- Exercise objective -
Which lines in the material below contain the word "dark"? Pick out each of them and copy it.
[Data shown start]
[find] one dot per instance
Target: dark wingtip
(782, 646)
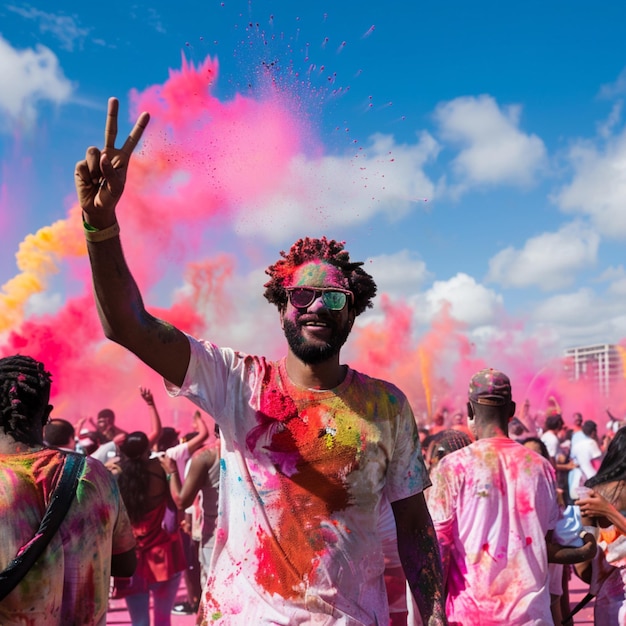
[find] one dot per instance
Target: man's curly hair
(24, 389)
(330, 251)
[Data shown end]
[Data shown start]
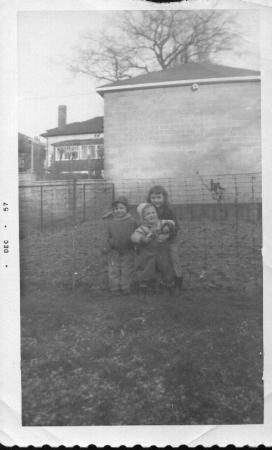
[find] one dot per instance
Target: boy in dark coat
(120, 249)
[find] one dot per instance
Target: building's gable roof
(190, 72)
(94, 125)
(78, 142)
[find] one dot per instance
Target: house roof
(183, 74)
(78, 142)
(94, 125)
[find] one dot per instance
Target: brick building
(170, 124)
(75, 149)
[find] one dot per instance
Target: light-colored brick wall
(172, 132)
[Data shown end]
[Data shown start]
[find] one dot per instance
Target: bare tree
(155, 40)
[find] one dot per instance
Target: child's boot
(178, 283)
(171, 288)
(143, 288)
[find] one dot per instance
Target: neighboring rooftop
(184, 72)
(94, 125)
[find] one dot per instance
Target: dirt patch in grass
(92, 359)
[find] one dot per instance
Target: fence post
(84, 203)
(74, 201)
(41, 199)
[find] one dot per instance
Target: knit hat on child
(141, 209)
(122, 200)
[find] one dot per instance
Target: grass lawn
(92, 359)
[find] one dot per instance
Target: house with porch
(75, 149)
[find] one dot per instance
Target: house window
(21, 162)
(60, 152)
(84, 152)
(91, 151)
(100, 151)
[Data shown end]
- Correct answer -
Target: dark wingtip
Target: boy in dark coat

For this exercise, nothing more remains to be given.